» **ARBEITSAUFTRAG 1**:
Beantworten Sie bitte anhand des Lesetexts über Morbus Crohn diese Fragen:
(a) Wie viele Risiko-Loci sind im Genom bisher beschrieben?
(b) Bis zu welchem Anteil der Variabilität der einzelnen Krankheiten erklären diese Loci?
(c) Was ist für den Gastroenterologen momentan noch ein Schwachpunkt?
» **ARBEITSAUFTRAG 2**:
Setzen Sie den Lesetext über Morbus Crohn nach seinem letzten Satz fort.

##### LESETEXT

Crohnpatienten mangelt es an Becherzellen
Auch wenn immer mehr Details bekannt werden: Genau erklären lassen sich die Entstehung und der Verlauf von Morbus Crohn und Colitis ulcerosa (CU) noch nicht. So sind im Genom bisher zwar mehr als 240 Risiko-Loci beschrieben, die offenbar mit CED in Zusammenhang stehen. Sie erklären aber nur bis zu 13 % der Variabilität der einzelnen Krankheiten, berichtet Professor Dr. John Chang von der University of California San Diego in La Jolla.
Unterschiede gebe es nicht nur zwischen Erkrankten und Gesunden, sondern beispielsweise auch zwischen verschiedenen Subtypen des Morbus Crohn. Ein Schwachpunkt ist für den Gastroenterologen momentan noch die Methodik. Er vermutet, dass man bislang vor allem stark exprimierte Gene in den häufigsten Zelltypen erfasst hat. Mithilfe von Techniken, die Analysen einzelner Zellen bzw. Subtypen zulassen, könnte man möglicherweise neue therapeutische Ansätze oder Biomarker identifizieren.

##########
##### FOLGENDE DATEN

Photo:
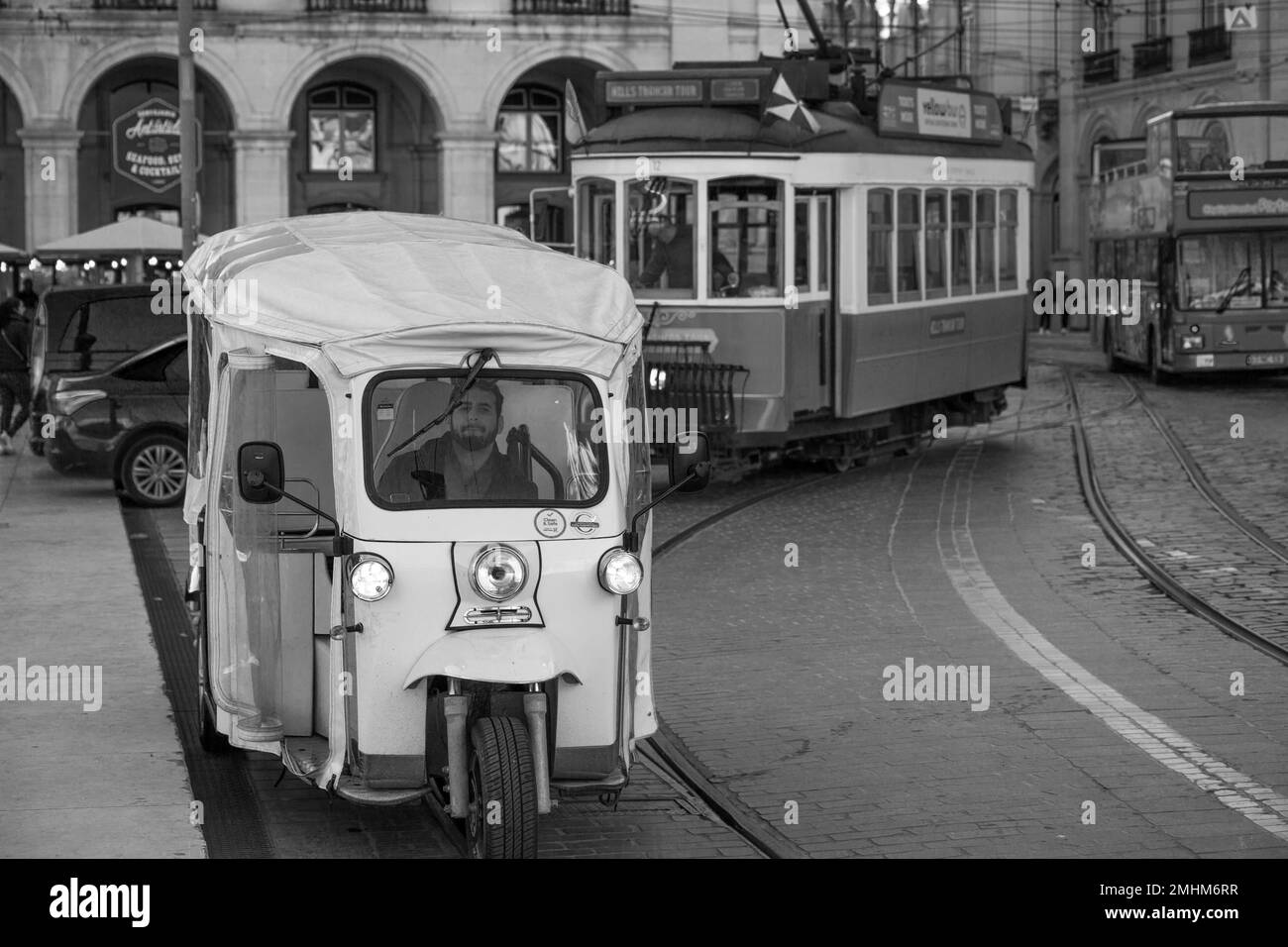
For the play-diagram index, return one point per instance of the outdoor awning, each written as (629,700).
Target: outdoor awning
(136,235)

##########

» **ANTWORTFELD 1**:
(a) Mehr als 240
(b) Bis zu 13 %
(c) Die Methodik

» **ANTWORTFELD 2**:
Auffällig ist die geschwächte Barrierefunktion des Darmepithels, insbesondere der Mukosa. Bei Morbus Crohn hängt das vermutlich an der geringeren Anzahl schleimbildender Becherzellen, bei der Colitis ulcerosa scheinen diese eher fehlreguliert zu sein. Auch die Zellen des Epithels hängen nicht mehr eng genug zusammen. Dadurch kann das sonst so wichtige Mikrobiom Probleme bereiten: Bakterien dringen in das Epithel ein und lösen dort Abwehrreaktionen aus. Zudem scheint die Artenvielfalt der mikrobiellen Gemeinschaft und deren Menge zu schwinden – was mit vermehrten Entzündungen einhergeht. Eventuell kann es durch die Gabe von Bakterien gelingen, diese Reaktionen zu beeinflussen. Allerdings ist nicht immer klar, welche der zahlreichen Immunreaktionen, die in der Mukosa, dem Darmepithel und dem darunter liegenden Bindegewebe ablaufen, im Rahmen der CED tatsächlich relevant sind.
In bis zu 50 % der Fälle wirken Biologika nicht dauerhaft
Die vorhandenen Wirkstoffe greifen an verschiedenen Stellen an. Doch auch wenn zum Beispiel Biologika in vielen Fällen helfen, sprechen drei von zehn Patienten nicht auf sie an – und bei bis zu 50 % der übrigen Behandelten geht die Wirkung mit der Zeit verloren.
Ein weiteres therapeutisches Ziel könnte die Antikörperproduktion durch B-Zellen darstellen. Wie Prof. Chang erklärt, gibt es Hinweise darauf, dass Plasmazellen im entzündeten Darmgewebe weniger IgA und/oder vermehrt IgG produzieren. Ein möglicher Ansatzpunkt wäre, wieder eine Dominanz von IgA herzustellen, wie sie bei Gesunden vorherrscht.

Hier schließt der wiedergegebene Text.